Return the material word for word. Do not include the pictures.

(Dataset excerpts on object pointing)

=======

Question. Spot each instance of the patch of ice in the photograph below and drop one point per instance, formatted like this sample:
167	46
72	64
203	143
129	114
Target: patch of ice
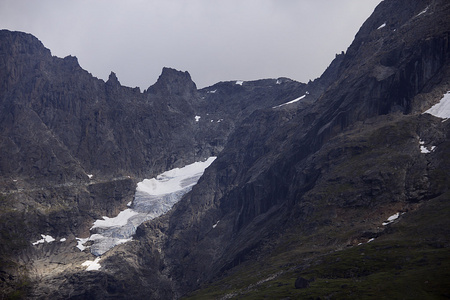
290	102
174	180
45	238
120	220
382	25
153	198
391	219
81	242
424	149
92	265
441	109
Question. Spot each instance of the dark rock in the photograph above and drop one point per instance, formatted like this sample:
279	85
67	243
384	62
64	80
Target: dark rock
301	283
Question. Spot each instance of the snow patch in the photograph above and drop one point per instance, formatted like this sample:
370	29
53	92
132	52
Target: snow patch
153	198
45	238
81	242
121	219
391	219
290	102
441	109
92	265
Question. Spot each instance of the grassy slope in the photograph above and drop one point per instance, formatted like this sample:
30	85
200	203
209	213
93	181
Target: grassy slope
409	259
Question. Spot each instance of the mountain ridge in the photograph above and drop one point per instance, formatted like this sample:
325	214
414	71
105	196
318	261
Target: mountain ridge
296	201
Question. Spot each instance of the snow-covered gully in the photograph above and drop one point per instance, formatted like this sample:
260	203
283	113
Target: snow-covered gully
153	198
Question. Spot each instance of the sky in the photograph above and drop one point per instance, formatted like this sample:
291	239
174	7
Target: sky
213	40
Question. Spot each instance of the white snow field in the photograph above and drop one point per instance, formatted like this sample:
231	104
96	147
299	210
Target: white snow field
441	109
45	238
290	102
153	198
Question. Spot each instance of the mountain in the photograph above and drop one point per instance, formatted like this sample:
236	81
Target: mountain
342	193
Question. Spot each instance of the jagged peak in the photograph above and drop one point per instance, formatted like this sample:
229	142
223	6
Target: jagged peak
112	79
173	81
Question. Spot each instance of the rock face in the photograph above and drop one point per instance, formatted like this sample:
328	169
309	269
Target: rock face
301	190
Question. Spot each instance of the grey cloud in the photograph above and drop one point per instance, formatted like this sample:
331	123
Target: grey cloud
213	40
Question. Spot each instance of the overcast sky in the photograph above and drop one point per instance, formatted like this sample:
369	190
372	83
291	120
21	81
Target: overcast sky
213	40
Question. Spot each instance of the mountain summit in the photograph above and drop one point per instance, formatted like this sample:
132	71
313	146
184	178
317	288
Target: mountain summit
334	189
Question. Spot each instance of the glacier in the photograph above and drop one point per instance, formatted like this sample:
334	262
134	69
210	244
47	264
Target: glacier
153	197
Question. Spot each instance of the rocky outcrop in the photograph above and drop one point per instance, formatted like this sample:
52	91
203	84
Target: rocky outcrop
295	188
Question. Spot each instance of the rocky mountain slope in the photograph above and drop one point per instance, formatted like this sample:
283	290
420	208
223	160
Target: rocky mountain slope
341	194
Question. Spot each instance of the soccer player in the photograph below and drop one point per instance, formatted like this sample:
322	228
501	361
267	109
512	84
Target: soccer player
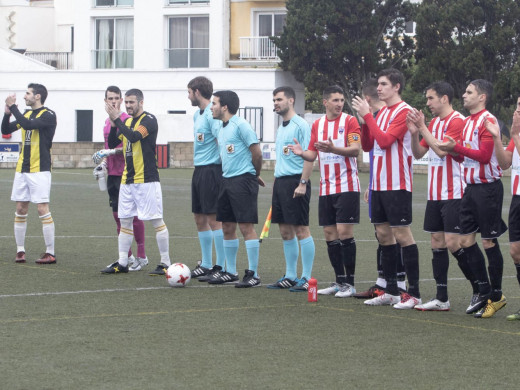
113	162
445	187
238	196
292	193
335	140
32	180
140	193
510	157
481	206
391	203
206	179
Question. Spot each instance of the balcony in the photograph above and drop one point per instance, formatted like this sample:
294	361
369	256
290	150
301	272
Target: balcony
58	60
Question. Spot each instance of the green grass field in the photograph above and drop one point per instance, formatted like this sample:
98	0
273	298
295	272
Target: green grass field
66	326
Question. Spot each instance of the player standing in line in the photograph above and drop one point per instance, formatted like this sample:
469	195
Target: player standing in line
238	196
292	193
112	162
510	157
32	180
445	187
206	180
481	206
140	193
369	93
335	140
391	203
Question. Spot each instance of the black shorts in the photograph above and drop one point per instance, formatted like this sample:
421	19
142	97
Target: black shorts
205	185
338	208
442	216
481	210
113	184
394	207
514	219
287	209
238	199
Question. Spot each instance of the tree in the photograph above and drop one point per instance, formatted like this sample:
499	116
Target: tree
462	40
343	42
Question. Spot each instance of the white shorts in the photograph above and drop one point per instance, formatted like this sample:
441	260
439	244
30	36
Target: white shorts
32	187
143	200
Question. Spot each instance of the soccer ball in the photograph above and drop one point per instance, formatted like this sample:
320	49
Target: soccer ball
178	275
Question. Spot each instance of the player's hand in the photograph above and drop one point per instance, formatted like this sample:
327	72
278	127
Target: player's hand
492	128
296	148
361	106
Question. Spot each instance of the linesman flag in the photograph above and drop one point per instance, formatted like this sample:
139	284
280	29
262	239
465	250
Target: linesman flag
267	225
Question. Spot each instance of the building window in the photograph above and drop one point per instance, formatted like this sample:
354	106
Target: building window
188	42
114	3
114	43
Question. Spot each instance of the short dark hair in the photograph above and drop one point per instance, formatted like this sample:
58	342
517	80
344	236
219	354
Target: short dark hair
113	89
287	91
483	87
229	99
203	85
39	89
395	77
135	92
369	88
442	88
332	89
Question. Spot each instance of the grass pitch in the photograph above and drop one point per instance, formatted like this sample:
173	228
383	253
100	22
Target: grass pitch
66	326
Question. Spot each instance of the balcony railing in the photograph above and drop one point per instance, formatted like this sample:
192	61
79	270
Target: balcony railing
258	48
59	60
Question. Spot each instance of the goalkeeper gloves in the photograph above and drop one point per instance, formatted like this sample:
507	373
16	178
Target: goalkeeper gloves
100	154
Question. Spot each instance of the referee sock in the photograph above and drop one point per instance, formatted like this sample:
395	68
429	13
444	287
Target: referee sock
308	250
411	264
477	264
253	252
20	227
231	250
348	256
48	232
466	269
291	252
218	240
496	270
206	247
440	265
334	251
389	258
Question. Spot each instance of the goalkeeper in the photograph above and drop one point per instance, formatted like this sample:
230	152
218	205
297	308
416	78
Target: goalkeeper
111	161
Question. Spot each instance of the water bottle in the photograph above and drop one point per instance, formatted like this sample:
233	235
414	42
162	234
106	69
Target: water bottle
312	291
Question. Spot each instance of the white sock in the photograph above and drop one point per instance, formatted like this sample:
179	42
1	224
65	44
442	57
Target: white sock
20	227
48	232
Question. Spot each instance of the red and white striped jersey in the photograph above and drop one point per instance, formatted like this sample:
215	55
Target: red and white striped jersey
515	168
445	174
337	173
393	165
472	135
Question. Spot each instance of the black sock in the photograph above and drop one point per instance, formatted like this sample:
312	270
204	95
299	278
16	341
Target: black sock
389	258
465	268
411	264
477	263
348	255
334	250
496	270
440	265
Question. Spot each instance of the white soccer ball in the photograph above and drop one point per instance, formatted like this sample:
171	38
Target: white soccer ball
178	275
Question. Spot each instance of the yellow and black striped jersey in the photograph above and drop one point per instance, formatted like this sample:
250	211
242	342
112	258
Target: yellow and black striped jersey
38	128
139	136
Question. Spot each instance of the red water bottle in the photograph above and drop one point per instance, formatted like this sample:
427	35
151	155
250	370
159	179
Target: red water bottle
312	291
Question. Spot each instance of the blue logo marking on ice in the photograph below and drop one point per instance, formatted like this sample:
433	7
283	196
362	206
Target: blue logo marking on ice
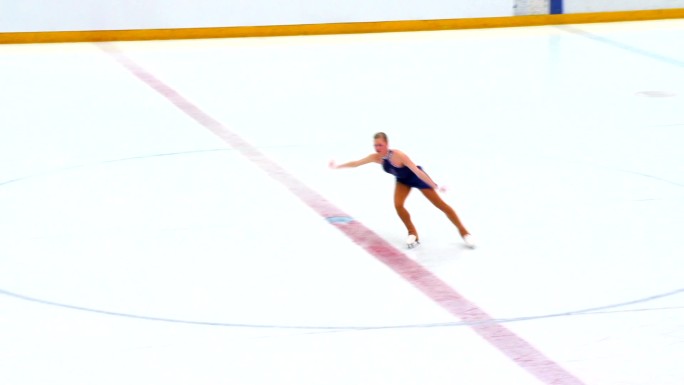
343	220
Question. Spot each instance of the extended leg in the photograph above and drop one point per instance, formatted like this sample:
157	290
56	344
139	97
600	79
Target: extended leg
436	200
401	191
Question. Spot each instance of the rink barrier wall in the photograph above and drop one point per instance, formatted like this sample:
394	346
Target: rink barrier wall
336	28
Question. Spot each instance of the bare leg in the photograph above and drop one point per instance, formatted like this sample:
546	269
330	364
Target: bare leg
401	191
436	200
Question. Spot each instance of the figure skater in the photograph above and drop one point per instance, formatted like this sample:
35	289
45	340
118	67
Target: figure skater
408	176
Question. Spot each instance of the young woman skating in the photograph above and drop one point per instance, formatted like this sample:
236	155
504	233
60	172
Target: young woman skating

=======

The output:
Question. Spot each instance of the patch of ice in the photograph below and drop one point per instance, formatted like this sample:
167	46
72	64
203	143
129	114
Target: patch of ice
290	102
174	180
45	238
120	220
382	25
153	198
391	219
81	242
424	149
92	265
441	109
Question. Spot each instance of the dark rock in the photograph above and drop one point per instance, formatted like this sample:
279	85
67	243
384	62
64	80
Target: dark rock
301	283
Question. Spot each instance of the snow patch in the photograph above and drop one point per instance, formatted like this sample:
370	29
53	92
132	52
Target: snow patch
153	198
45	238
81	242
121	219
391	219
290	102
441	109
92	265
Question. Spot each instance of the grassy slope in the photograph above and drop one point per instance, formatted like this sample:
30	85
200	203
209	213
93	181
Target: grassy slope
409	259
Question. Spot each instance of the mountain ridge in the photograph above and drop one point per instance, formatted like this sample:
325	214
414	71
105	196
318	261
Target: mountain ridge
296	201
Question. Spot each instance of the snow-covered gully in the photograph above and drop one point per instance, formatted like this sample:
260	203
283	113
Target: snow-covered gully
153	198
Question. Spot each instance of the sky in the photograph above and drop one point per instance, formatted like this sample:
291	239
174	7
Target: sky
213	40
Question. Spot each instance of the white snow field in the photograph above and drop one point per instance, formatted like this sample:
231	104
96	147
299	210
Target: white snow field
441	109
45	238
290	102
153	198
Question. Spot each instance of the mountain in the photograph above and drop one point per instance, formatted like this sample:
236	81
Target: mountain
342	193
Question. Spot each instance of the jagged peak in the photograph above and drop one point per instance, formatted like this sample:
229	142
223	6
Target: jagged peak
112	79
173	81
Question. Spot each instance of the rock face in the photograph above and drop one point per instance, formatted like this sample:
328	169
309	269
Target: rock face
301	190
Question. Spot each instance of the grey cloud in the photograph above and drop one point per instance, formatted like this sample:
331	123
Target: grey cloud
213	40
Question. Spot each instance of the overcast sky in the photograph above and drop one point per instance, formatted like this sample:
369	190
372	83
291	120
21	81
Target: overcast sky
213	40
Question. Spot each instance of the mountain summit in the photograph above and drop one point per instance, formatted like this sample:
132	71
313	146
184	178
317	288
Target: mountain summit
334	189
Question. Spot each instance of the glacier in the photograph above and drop one point per instance, formatted like this sample:
334	262
134	69
210	244
47	264
Target: glacier
153	197
Question. Spot each instance of the rocky outcrop in the photograph above and drop one point per instance, formatted like this sample:
52	91
203	84
Target: rocky outcrop
295	188
Question. Spot each instance of the rocky mountain slope in the photograph above and drop one point per instance, formatted like this sample:
283	290
420	208
223	160
Target: rocky mountain slope
341	194
Question. Spot each instance of the soccer player in the photograph below and drop one point per instance, formatted like this sample:
322	228
501	361
267	109
512	84
Target: soccer player
113	162
445	187
238	196
292	193
335	140
32	180
140	193
510	157
481	206
391	203
206	179
Question. Spot each instance of the balcony in the photograph above and drop one point per instance, formatted like this sample:
294	361
369	256
290	150
301	272
Target: balcony
58	60
Question. Spot each instance of the green grass field in the photograph above and drop one point per instance, formatted like this sample:
98	0
273	298
295	272
Target: green grass field
66	326
Question. Spot each instance of the player standing in line in the photograph above and drop one point per instance, formatted like this sample:
469	195
Target: player standing in line
238	196
292	193
112	162
510	157
32	180
445	187
206	180
481	206
140	193
369	93
335	140
391	203
Question. Spot each instance of the black shorts in the photograph above and drop one point per instance, formatted like this sample:
421	19
142	97
Target: black shorts
205	185
338	208
442	216
481	210
113	184
394	207
514	219
287	209
238	199
Question. Spot each instance of the tree in the photograph above and drop one point per instance, formatted like this sample:
499	116
Target: tree
462	40
343	42
Question. Spot each instance of the white shorts in the photograph above and drop one point per instance, formatted like this sample:
441	260
439	244
30	36
Target: white shorts
32	187
143	200
Question. Spot each instance of the soccer ball in the photograph above and drop one point per instance, formatted like this sample:
320	49
Target: soccer ball
178	275
Question. Spot each instance of the player's hand in the photograph above and drop one point per instance, formatted like this sample:
327	72
278	127
Target: player's hand
492	128
296	148
361	106
Question. Spot each instance of the linesman flag in the photograph above and drop one point per instance, formatted like this sample:
139	284
280	29
262	239
465	250
Target: linesman flag
267	225
Question. Spot each instance of the building window in the photograph above and drop one point per instance, formatted like this sample:
354	106
Target: building window
188	42
114	3
114	43
Question. Spot each instance of the short dark hair in the photograph above and drop one point per instance, formatted like this sample:
58	342
517	80
344	236
219	354
Target: short dark hair
113	89
287	91
483	87
229	99
203	85
39	89
395	77
135	92
369	88
442	88
332	89
Question. Spot each instance of the grass pitch in the photograph above and drop one point per instance, formatted like this sample:
173	228
383	253
100	22
Target: grass pitch
66	326
Question. Spot each instance of the balcony railing in the photograph above and drop one point per instance, formatted like this sample:
192	61
79	270
Target: balcony railing
258	48
59	60
Question. Spot each instance of the goalkeeper gloves in the photograph above and drop one point per instance, formatted like this sample:
507	373
16	178
Target: goalkeeper gloves
100	154
Question. Spot each instance of the referee sock in the photograph above and drop one point per instance, formatted like this sample:
395	68
429	13
444	287
Target: referee sock
308	250
411	264
477	264
253	252
20	227
231	250
348	256
48	232
466	269
291	252
218	240
496	270
206	247
440	265
334	251
389	258
Question. Spot each instance of the goalkeeper in the photograph above and drop one point per instance, formatted like this sample:
230	152
218	205
297	308
416	78
Target: goalkeeper
111	161
Question. Spot each instance of the water bottle in the photograph above and drop one point per instance, formatted like this sample:
233	235
414	42
162	234
106	69
Target: water bottle
312	291
Question. Spot each instance of the white sock in the photograph above and drop one point per instance, formatted like this sample:
179	42
1	224
65	44
442	57
Target: white sock
20	227
48	232
Question. Spot each instance of the red and white striped jersey in the photograph above and drop one point per instance, formatted like this sample:
215	55
Target: red and white striped jersey
515	168
445	174
337	173
393	165
472	135
Question. Spot each instance of the black sock in the photograph above and drop one point per instance, formatted like this sample:
312	270
204	95
299	278
16	341
Target: black sock
389	258
465	268
411	264
477	263
348	255
334	250
496	270
440	265
Question. Spot each instance of the white soccer ball in the photograph above and drop one point per instance, formatted like this sample:
171	38
Target: white soccer ball
178	275
Question. Spot each instance of the yellow and black striped jersey in the photograph above and drop one point per instance, formatted like this sample:
250	211
242	342
112	258
Target: yellow and black striped jersey
38	128
139	136
Question. Spot each instance of the red water bottle in the photograph above and drop one point per instance, formatted like this sample:
427	35
151	155
250	370
159	179
Target: red water bottle
312	291
Question. Spot each instance of the blue logo marking on ice in the photograph below and drop one point per instance, formatted like this sample:
433	7
283	196
362	206
Target: blue logo marking on ice
343	220
Question. Spot each instance of the extended leg in the photograph above and drop one point per instance, formatted like this sample:
157	290
56	344
139	97
600	79
Target: extended leg
436	200
401	191
Question. Spot each instance of the rink barrier wall in the photograph above and drop one point per instance, formatted like this sample:
394	346
Target: rink barrier wall
336	28
Question. Spot each instance of the bare leg in the photograph above and drop one point per instance, formatted like this sample:
546	269
330	364
Target: bare leg
401	191
436	200
Question. Spot each instance of the figure skater in the photograph above and drop one point per instance, formatted like this sample:
35	289
45	340
118	67
Target: figure skater
408	176
Question. Spot each instance of the young woman skating in the photograph above and drop one point per instance, formatted like this sample:
236	155
504	233
60	172
Target: young woman skating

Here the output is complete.